For the best information on what fruits and their best varieties do well here, go to MSUCARES.com and type home fruit in the search box. Or email me for my free online brochure (rushingfelder@yahoo.com).
But there’s more. Pearl, a “citizen-scientist” who never got over her humble childhood roots, compulsive on growing food, once tried pickling the seedy fruits of her prickly pear cactus, and had me sample the mealy-tasting dull orange-red berries of her sprawling pyracantha, which turns out that, like vitamin-rich rose hips, is an apple relative. She even made her own then-illegal peach brandy; I still have the antique hillbilly type ceramic jug. And it was she who showed me that eleagnus, a large rambling vine we usually attempt to keep contained as a perpetually scraggly shrub, has delicious little fruits in late December and January.
There are other garden plants with edible fruits, roots, shoots, or leaves including sassafras (root beer, gumbo leaves), Chinese camellia for its tea leaves, asparagus-related smilax, redbud and daylily flowers, and many others suitable for urban foraging. Main thing is you can have your landscape and eat it, too.
Go back over that list of fruits I was raised with (several of which are still producing after well over half a century of neglect) and imagine having one or two or more of those in your landscape. You don’t have to eat the fruit of course, leaving it for wildlife to enjoy, but wouldn’t the choice be great?

Exercise instructions: Reproduce everything from "But there’s more." down to "December and January." in the gardening text above, word for word.

Provided information:
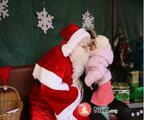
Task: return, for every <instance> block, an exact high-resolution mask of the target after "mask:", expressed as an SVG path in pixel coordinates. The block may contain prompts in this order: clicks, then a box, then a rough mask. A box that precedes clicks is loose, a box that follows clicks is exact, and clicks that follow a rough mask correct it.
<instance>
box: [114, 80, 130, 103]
mask: <svg viewBox="0 0 144 120" xmlns="http://www.w3.org/2000/svg"><path fill="white" fill-rule="evenodd" d="M112 89H113V94H114V96H115V98H116V99H117V100H120V101H122V102H124V103H129V102H130V88H129V85H128V84H127V83H118V82H116V83H113V84H112Z"/></svg>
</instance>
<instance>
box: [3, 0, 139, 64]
mask: <svg viewBox="0 0 144 120" xmlns="http://www.w3.org/2000/svg"><path fill="white" fill-rule="evenodd" d="M135 1H137V0H135ZM43 7H45V8H46V11H47V12H48V13H49V14H50V15H52V16H54V19H53V26H54V29H50V30H48V31H47V34H44V33H43V31H42V30H41V29H40V28H38V27H37V23H38V20H37V14H36V12H37V11H38V12H40V11H42V10H43ZM8 9H9V12H8V13H9V17H7V18H5V19H3V20H2V21H0V66H5V65H12V66H20V65H27V64H34V63H35V62H36V61H37V60H38V59H39V58H40V57H41V56H42V55H43V54H44V53H45V52H46V51H48V50H49V49H50V48H52V47H54V46H56V45H58V44H60V41H61V37H60V35H59V32H60V29H61V28H63V27H65V26H67V25H68V24H69V23H72V22H73V23H76V24H77V25H79V26H81V22H82V14H83V13H85V12H86V10H89V11H90V13H91V14H92V15H93V16H94V18H95V19H94V21H95V22H94V25H95V30H96V31H97V33H98V34H104V35H106V36H107V37H108V38H109V39H110V40H111V38H112V0H9V3H8Z"/></svg>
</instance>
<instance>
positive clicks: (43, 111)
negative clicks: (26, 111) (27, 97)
mask: <svg viewBox="0 0 144 120" xmlns="http://www.w3.org/2000/svg"><path fill="white" fill-rule="evenodd" d="M40 91H41V90H40V86H37V85H35V86H34V88H33V90H32V93H31V96H30V109H31V120H56V118H55V115H54V112H53V110H52V109H51V107H50V106H49V105H48V103H47V102H46V101H45V99H44V97H43V96H41V93H40Z"/></svg>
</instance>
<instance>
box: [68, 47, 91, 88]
mask: <svg viewBox="0 0 144 120" xmlns="http://www.w3.org/2000/svg"><path fill="white" fill-rule="evenodd" d="M88 57H89V52H88V50H86V49H85V48H82V47H80V46H79V45H78V46H76V48H75V49H74V51H73V52H72V53H71V55H70V59H71V61H72V67H73V75H72V78H73V84H74V85H75V86H77V87H78V88H80V89H81V88H82V84H81V81H80V80H79V78H80V76H81V75H82V74H83V72H84V67H85V64H86V62H87V60H88Z"/></svg>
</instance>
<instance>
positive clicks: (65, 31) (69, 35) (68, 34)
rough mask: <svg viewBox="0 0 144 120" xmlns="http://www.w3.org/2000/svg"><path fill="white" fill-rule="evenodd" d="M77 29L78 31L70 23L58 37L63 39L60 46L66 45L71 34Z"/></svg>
mask: <svg viewBox="0 0 144 120" xmlns="http://www.w3.org/2000/svg"><path fill="white" fill-rule="evenodd" d="M78 29H80V28H79V26H77V25H75V24H74V23H71V24H70V25H69V26H67V27H65V28H64V29H62V30H61V32H60V35H61V36H62V37H63V40H62V44H65V43H67V42H68V40H69V39H70V37H71V36H72V35H73V33H75V32H76V31H77V30H78Z"/></svg>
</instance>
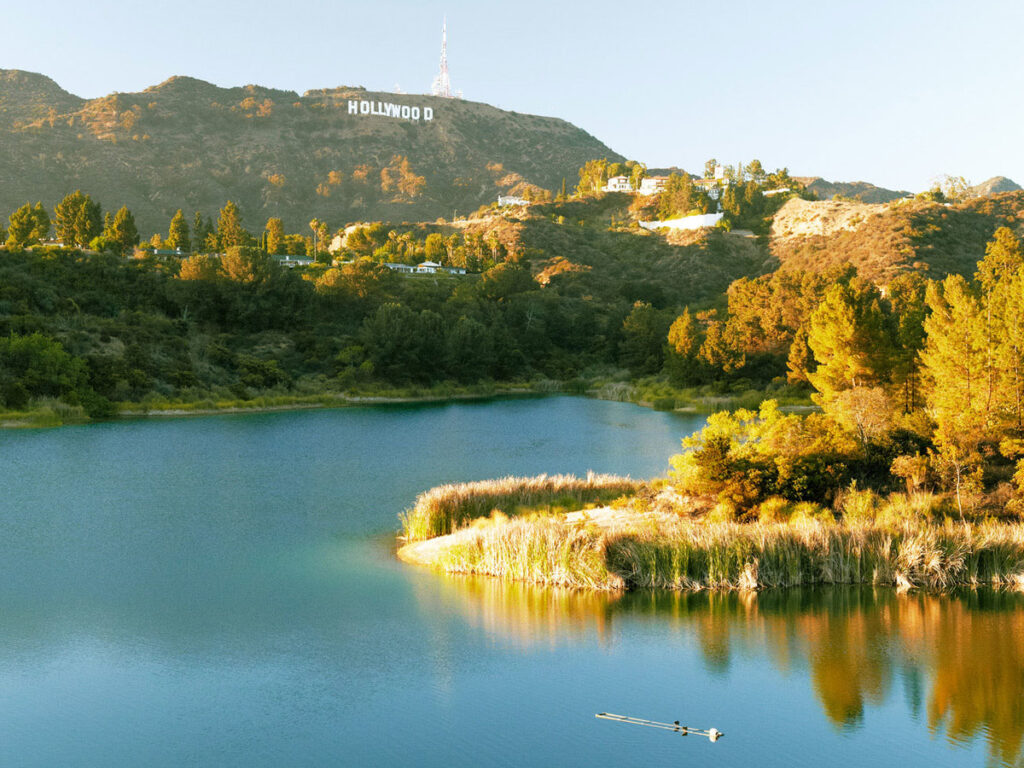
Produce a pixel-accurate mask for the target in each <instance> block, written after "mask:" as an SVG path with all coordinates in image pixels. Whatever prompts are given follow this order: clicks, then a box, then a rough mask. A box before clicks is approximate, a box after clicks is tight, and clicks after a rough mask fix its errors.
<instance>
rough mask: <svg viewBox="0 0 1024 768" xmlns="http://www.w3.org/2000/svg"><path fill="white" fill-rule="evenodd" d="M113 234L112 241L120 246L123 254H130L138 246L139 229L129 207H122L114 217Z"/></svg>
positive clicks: (119, 247)
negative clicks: (130, 210) (113, 241)
mask: <svg viewBox="0 0 1024 768" xmlns="http://www.w3.org/2000/svg"><path fill="white" fill-rule="evenodd" d="M111 232H112V236H113V237H112V240H113V241H114V242H115V243H117V244H118V247H119V248H120V249H121V253H122V254H127V253H129V252H130V251H131V250H132V249H133V248H134V247H135V246H137V245H138V228H137V227H136V226H135V217H134V216H133V215H132V213H131V211H129V210H128V208H127V206H121V208H120V209H118V212H117V213H116V214H115V215H114V222H113V224H112V227H111Z"/></svg>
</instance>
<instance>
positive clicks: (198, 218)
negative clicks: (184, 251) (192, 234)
mask: <svg viewBox="0 0 1024 768" xmlns="http://www.w3.org/2000/svg"><path fill="white" fill-rule="evenodd" d="M211 236H213V222H212V221H210V217H209V216H208V217H207V218H206V219H205V220H204V219H203V214H202V213H200V212H199V211H196V214H195V215H194V216H193V238H191V240H193V248H194V249H195V250H197V251H199V250H201V249H206V250H208V251H216V250H217V246H216V244H214V246H213V248H210V247H209V242H210V238H211ZM214 237H215V236H214Z"/></svg>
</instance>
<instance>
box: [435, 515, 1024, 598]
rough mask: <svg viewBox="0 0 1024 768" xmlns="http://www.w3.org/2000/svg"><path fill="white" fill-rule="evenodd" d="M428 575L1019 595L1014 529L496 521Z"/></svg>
mask: <svg viewBox="0 0 1024 768" xmlns="http://www.w3.org/2000/svg"><path fill="white" fill-rule="evenodd" d="M818 509H820V508H818ZM438 565H440V566H441V567H443V568H444V569H445V570H447V571H450V572H461V573H482V574H489V575H495V577H499V578H502V579H508V580H516V581H527V582H536V583H540V584H547V585H559V586H571V587H579V588H586V589H598V590H617V589H624V588H627V589H628V588H657V589H670V590H705V589H712V590H734V589H762V588H772V587H797V586H807V585H818V584H873V585H888V586H895V587H899V588H903V589H909V588H922V589H927V590H932V591H940V590H946V589H950V588H953V587H957V586H969V587H977V586H982V585H987V586H1005V587H1011V588H1017V589H1024V524H1022V523H1013V524H1008V523H1005V522H1004V523H996V522H990V523H984V524H980V525H964V524H962V523H958V522H953V521H952V520H949V519H947V520H946V521H944V522H941V523H935V522H919V521H904V522H903V523H901V524H899V525H891V524H887V523H878V522H862V521H859V522H857V523H854V524H846V523H839V522H835V521H831V520H830V519H829V518H828V517H826V516H823V515H821V514H820V513H817V514H809V515H808V514H805V515H800V516H796V515H795V516H794V518H792V519H790V520H786V521H784V522H753V523H741V522H733V521H723V522H710V521H708V520H707V519H706V520H693V519H683V518H676V519H671V518H667V517H662V518H646V519H645V520H644V521H643V524H639V525H635V526H632V527H620V528H615V529H610V530H609V529H606V528H600V527H598V526H596V525H594V524H592V523H589V524H588V523H584V524H580V523H570V522H566V521H565V520H564V519H563V518H562V516H559V515H540V516H534V517H531V518H513V519H501V517H500V516H496V518H495V519H494V520H492V521H490V522H488V523H486V524H483V525H481V526H480V527H478V528H477V529H475V530H474V531H473V534H472V535H471V537H464V538H463V540H462V541H461V542H460V543H458V544H456V545H455V546H453V547H451V548H449V549H446V550H445V551H444V552H443V554H442V556H441V558H440V560H439V562H438Z"/></svg>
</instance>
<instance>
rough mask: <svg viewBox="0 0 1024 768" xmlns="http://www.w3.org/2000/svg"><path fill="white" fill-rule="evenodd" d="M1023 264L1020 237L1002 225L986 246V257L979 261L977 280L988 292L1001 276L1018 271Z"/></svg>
mask: <svg viewBox="0 0 1024 768" xmlns="http://www.w3.org/2000/svg"><path fill="white" fill-rule="evenodd" d="M1022 265H1024V247H1022V246H1021V241H1020V238H1018V237H1017V236H1016V234H1015V233H1014V230H1013V229H1011V228H1010V227H1008V226H1000V227H999V228H998V229H996V230H995V234H994V236H993V238H992V240H990V241H989V242H988V244H987V245H986V246H985V258H983V259H982V260H981V261H979V262H978V271H977V272H976V273H975V280H977V281H978V283H979V284H981V290H982V291H984V292H985V293H988V292H989V291H991V290H992V288H994V286H995V284H996V283H997V282H998V281H999V279H1000V278H1002V276H1005V275H1010V274H1012V273H1013V272H1016V271H1017V270H1018V269H1020V267H1021V266H1022Z"/></svg>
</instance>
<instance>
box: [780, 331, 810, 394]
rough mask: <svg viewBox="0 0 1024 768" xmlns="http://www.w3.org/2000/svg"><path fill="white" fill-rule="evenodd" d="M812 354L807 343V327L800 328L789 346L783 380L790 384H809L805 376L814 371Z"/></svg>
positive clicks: (809, 383) (808, 381)
mask: <svg viewBox="0 0 1024 768" xmlns="http://www.w3.org/2000/svg"><path fill="white" fill-rule="evenodd" d="M814 366H815V364H814V352H812V351H811V346H810V344H808V343H807V327H806V326H801V327H800V328H798V329H797V333H796V335H794V337H793V343H792V344H791V345H790V355H788V357H787V359H786V364H785V367H786V370H787V373H786V377H785V378H786V380H787V381H788V382H790V383H791V384H810V383H811V380H810V378H808V376H807V375H808V373H809V372H811V371H813V370H814Z"/></svg>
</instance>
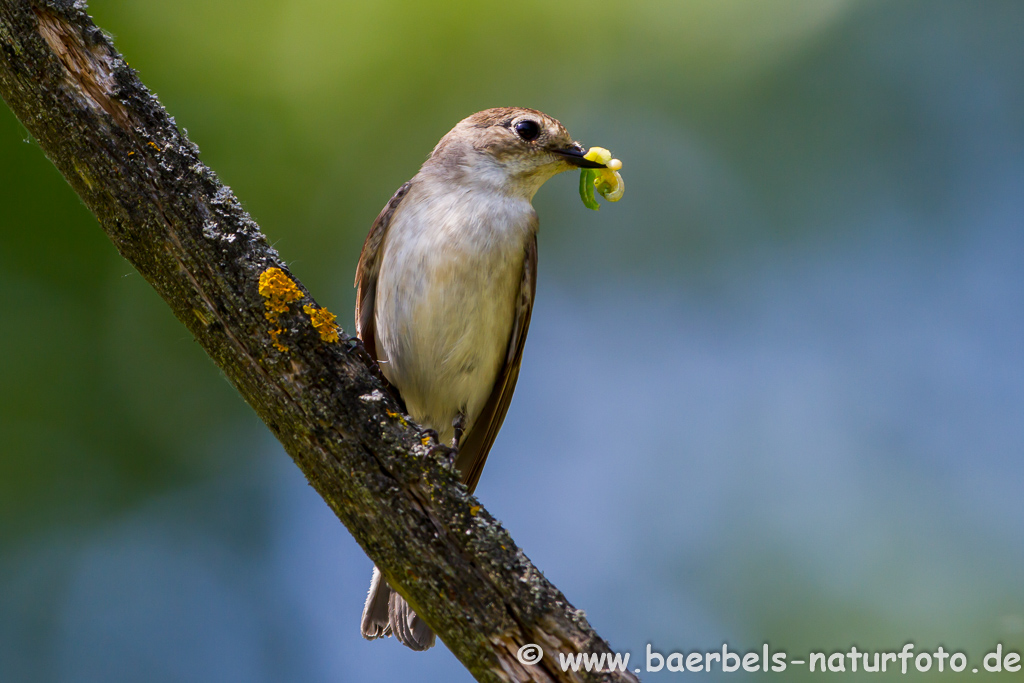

Task response:
But there’s more. Pearl, a “citizen-scientist” who never got over her humble childhood roots, compulsive on growing food, once tried pickling the seedy fruits of her prickly pear cactus, and had me sample the mealy-tasting dull orange-red berries of her sprawling pyracantha, which turns out that, like vitamin-rich rose hips, is an apple relative. She even made her own then-illegal peach brandy; I still have the antique hillbilly type ceramic jug. And it was she who showed me that eleagnus, a large rambling vine we usually attempt to keep contained as a perpetually scraggly shrub, has delicious little fruits in late December and January.